■ Exercise goal:
Each line below should be retyped exactly, with no pictures.

■ Extracted data:
########

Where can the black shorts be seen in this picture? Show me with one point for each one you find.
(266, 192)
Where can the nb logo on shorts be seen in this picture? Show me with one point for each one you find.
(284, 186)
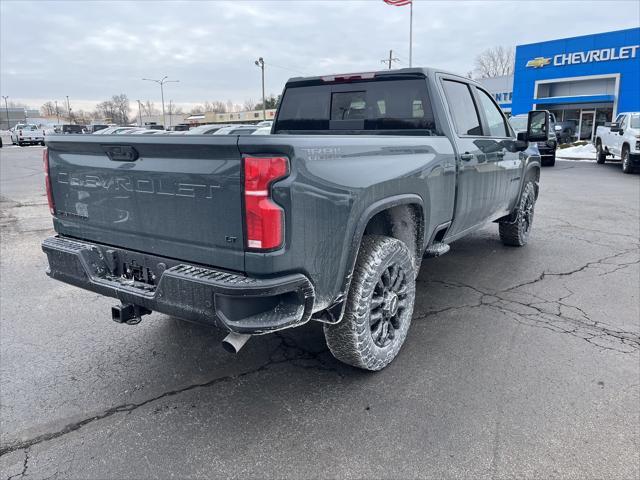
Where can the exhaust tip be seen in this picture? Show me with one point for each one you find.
(233, 342)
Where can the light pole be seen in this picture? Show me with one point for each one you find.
(161, 82)
(69, 108)
(260, 64)
(139, 113)
(6, 108)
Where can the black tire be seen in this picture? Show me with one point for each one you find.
(626, 161)
(516, 233)
(379, 305)
(600, 155)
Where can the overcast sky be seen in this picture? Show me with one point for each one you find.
(92, 50)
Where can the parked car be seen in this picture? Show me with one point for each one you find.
(565, 131)
(621, 139)
(144, 131)
(328, 219)
(546, 147)
(237, 130)
(205, 129)
(27, 134)
(97, 127)
(117, 130)
(262, 131)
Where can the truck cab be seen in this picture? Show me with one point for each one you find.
(620, 139)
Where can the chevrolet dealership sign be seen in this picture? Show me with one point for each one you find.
(602, 55)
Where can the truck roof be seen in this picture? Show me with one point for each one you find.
(346, 77)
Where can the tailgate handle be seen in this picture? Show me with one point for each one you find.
(121, 153)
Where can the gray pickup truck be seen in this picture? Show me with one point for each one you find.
(327, 219)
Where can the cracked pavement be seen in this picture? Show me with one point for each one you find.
(519, 363)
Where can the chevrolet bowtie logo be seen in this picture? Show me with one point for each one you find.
(538, 62)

########

■ Correct response:
Where can the black shorts be seen in this picture? Show me with one point for each one you find.
(266, 192)
Where can the nb logo on shorts be seen in this picture? Show me with one point for each one you find.
(284, 186)
Where can the exhaust tip be seen in this picture? Show me with one point for each one you find.
(233, 342)
Where can the light pole be seen in this picture? Show me with one point for each one you find.
(161, 82)
(69, 108)
(260, 64)
(139, 113)
(6, 108)
Where can the black tire be seen in this picture? Show me with one point for each one you find.
(626, 161)
(516, 233)
(379, 305)
(600, 155)
Where can the overcast sky be seen in this picture? Show me with one point for each one you find.
(92, 50)
Where can the parked car be seen in this picture? Show me with one point for each one you find.
(565, 131)
(621, 139)
(144, 131)
(328, 219)
(546, 147)
(237, 130)
(205, 129)
(27, 134)
(97, 127)
(117, 130)
(262, 131)
Where can the truck cab be seen in this picture? Show me with one point for each one you find.
(620, 139)
Where can the chevrolet dealership sign be seen in this picture? Show me with one point for each one you find.
(602, 55)
Where can the truck roof be seen in this picture? Show me with one point for each one you find.
(346, 77)
Where can the tailgate handle be seen in this picture? Show me with one point for each one you find.
(121, 153)
Where can the gray pickup truck be seen in this picture? Show me with one point for each one you find.
(327, 219)
Where can the cracked pavement be seen in this picture? Show me with one point for each one you find.
(519, 363)
Where can the chevrolet bowtie logo be seen in this picture? Show me with one point for each one you find.
(538, 62)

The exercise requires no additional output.